▶ Your goal
Locate the word "white" in the entries below, then gather every line that holds it.
□ □ □
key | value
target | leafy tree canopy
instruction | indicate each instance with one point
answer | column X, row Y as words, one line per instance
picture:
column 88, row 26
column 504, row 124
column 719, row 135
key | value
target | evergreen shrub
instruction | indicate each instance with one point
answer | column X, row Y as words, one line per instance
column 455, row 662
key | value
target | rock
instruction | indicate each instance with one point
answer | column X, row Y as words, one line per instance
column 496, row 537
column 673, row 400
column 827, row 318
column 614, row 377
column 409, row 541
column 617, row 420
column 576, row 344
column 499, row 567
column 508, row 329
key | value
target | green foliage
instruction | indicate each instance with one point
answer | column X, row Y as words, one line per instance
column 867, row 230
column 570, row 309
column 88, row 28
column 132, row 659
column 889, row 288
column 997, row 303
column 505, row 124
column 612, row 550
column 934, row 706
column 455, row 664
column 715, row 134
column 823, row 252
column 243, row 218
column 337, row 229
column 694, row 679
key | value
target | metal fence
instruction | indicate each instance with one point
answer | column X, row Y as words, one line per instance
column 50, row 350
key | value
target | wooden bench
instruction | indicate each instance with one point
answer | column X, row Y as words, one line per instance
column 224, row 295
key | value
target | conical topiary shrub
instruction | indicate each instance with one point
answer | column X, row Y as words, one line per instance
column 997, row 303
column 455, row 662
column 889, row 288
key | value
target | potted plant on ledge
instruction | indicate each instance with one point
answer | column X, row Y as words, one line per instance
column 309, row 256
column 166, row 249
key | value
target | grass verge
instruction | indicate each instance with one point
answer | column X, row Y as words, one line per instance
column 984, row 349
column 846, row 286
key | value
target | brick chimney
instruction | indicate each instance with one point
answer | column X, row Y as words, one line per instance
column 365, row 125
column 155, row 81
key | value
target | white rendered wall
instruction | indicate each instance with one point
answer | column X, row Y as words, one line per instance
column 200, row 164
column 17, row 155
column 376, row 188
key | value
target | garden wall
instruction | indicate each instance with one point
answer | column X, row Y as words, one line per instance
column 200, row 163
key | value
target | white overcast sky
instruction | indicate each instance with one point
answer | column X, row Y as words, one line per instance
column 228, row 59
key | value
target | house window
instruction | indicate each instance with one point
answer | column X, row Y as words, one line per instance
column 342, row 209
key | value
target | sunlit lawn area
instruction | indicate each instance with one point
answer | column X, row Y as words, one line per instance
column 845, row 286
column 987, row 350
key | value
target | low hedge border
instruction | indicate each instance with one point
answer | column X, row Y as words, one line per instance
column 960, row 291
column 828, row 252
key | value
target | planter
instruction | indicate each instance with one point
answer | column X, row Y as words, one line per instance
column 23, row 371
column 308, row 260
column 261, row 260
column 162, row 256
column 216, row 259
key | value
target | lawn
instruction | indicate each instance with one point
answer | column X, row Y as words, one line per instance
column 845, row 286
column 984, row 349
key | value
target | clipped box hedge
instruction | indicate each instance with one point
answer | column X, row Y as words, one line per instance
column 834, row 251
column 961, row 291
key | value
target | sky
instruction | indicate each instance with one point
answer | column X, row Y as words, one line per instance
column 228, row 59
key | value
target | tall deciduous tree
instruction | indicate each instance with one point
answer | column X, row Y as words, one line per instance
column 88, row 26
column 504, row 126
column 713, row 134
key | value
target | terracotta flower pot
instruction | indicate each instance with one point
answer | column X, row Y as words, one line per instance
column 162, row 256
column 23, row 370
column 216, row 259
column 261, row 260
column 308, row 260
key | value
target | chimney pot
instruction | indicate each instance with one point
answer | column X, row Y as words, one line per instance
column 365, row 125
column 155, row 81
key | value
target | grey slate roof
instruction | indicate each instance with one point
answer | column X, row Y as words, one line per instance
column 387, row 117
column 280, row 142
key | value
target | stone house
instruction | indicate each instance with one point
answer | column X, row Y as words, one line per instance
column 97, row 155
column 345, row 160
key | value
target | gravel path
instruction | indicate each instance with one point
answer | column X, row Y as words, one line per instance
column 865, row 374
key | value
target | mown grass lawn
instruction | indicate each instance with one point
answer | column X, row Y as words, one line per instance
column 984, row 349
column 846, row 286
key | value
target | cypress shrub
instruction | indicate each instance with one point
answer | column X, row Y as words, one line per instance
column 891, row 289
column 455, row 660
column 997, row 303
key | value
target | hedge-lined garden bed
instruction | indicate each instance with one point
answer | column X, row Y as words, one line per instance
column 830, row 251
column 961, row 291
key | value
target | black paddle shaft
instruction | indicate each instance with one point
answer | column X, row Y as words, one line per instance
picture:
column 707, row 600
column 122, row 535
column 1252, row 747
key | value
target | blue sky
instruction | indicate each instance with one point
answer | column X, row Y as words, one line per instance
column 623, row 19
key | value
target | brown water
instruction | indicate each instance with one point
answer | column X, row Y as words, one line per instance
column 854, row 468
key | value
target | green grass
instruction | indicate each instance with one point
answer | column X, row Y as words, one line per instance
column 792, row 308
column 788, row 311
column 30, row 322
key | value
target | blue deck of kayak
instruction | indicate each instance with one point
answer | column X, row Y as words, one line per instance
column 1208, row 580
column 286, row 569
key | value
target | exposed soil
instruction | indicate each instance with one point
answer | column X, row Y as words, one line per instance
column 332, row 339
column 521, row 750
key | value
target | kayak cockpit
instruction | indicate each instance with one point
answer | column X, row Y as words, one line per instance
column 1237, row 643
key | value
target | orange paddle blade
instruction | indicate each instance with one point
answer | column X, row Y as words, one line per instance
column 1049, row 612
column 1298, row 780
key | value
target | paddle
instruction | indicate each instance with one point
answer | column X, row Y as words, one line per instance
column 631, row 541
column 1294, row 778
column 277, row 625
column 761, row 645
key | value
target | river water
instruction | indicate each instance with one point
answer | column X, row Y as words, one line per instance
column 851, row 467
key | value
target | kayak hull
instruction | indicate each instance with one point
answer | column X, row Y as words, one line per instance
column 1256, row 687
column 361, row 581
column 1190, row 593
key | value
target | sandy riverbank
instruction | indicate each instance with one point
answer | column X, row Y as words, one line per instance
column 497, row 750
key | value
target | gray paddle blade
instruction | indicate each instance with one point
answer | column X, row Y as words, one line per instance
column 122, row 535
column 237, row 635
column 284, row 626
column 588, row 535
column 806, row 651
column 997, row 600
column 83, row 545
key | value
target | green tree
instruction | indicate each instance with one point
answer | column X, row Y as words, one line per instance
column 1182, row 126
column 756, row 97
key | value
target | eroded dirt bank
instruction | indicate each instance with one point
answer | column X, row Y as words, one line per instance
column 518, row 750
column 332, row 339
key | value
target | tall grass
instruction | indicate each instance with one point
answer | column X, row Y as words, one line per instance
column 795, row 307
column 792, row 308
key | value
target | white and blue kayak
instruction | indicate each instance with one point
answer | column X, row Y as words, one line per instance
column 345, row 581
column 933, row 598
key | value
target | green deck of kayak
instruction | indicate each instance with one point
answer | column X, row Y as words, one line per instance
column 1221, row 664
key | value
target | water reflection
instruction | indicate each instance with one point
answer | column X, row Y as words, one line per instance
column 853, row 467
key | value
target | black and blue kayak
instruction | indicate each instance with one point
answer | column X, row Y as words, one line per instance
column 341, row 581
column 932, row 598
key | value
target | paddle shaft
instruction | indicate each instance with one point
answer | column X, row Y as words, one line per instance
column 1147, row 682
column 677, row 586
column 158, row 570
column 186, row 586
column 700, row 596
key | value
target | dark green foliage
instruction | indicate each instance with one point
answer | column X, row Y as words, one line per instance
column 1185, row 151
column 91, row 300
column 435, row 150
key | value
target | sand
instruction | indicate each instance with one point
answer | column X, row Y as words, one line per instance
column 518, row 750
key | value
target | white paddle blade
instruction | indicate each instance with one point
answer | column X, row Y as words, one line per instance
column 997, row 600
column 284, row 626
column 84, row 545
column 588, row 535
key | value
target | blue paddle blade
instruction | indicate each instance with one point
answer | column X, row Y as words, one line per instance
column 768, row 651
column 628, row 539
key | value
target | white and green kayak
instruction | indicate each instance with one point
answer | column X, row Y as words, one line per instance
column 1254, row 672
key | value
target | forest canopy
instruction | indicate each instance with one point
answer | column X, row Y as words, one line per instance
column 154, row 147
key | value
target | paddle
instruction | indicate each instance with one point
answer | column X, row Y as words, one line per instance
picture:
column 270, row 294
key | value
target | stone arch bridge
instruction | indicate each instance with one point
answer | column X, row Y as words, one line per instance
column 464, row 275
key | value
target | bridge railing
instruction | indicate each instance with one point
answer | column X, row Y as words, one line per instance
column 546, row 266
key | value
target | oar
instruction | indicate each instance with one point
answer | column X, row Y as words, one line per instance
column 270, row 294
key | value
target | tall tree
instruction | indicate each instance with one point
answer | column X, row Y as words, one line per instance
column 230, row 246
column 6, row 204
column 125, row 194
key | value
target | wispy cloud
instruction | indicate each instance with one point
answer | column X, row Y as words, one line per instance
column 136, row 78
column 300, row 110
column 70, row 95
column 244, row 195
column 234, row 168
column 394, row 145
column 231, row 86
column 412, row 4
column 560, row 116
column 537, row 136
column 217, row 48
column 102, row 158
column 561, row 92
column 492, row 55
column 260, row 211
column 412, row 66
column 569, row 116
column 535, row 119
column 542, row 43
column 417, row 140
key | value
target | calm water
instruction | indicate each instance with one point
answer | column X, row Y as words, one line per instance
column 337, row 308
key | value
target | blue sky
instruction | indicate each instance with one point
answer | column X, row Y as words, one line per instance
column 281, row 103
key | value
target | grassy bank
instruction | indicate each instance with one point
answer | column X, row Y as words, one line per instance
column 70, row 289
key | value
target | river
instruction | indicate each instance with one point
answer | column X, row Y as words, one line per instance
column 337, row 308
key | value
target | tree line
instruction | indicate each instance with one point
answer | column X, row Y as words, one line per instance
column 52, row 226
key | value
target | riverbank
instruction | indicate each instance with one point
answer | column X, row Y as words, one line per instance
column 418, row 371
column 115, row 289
□ □ □
▶ Exercise solution
target | white rendered wall
target | white overcast sky
target | white and blue kayak
target | white paddle blade
target | white and green kayak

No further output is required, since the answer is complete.